→ The request
Transcribe the material below verbatim, line by line, without altering any wording, punctuation, or coordinates.

========================================

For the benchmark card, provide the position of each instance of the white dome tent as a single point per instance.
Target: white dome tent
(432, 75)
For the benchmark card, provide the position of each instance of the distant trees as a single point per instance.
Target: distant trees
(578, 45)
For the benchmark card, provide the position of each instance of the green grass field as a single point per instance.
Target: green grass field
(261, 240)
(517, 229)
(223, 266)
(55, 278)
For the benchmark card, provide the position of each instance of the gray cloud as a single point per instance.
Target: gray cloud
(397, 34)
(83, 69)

========================================

→ Exercise result
For the benchmark card, provide the position of each instance of the white dome tent as a single point per instance.
Target: white dome tent
(432, 75)
For the benchmark card, provide the position of each instance of the distant trees as a single point per instance.
Target: distant trees
(578, 45)
For the benchmark card, provide the position of each instance of the green grass field as a single point per instance.
Target: green grass field
(261, 240)
(517, 229)
(223, 266)
(55, 278)
For the benchmark card, provide the position of each instance of the gray cloud as a single point per instance.
Target: gray cloud
(397, 34)
(83, 69)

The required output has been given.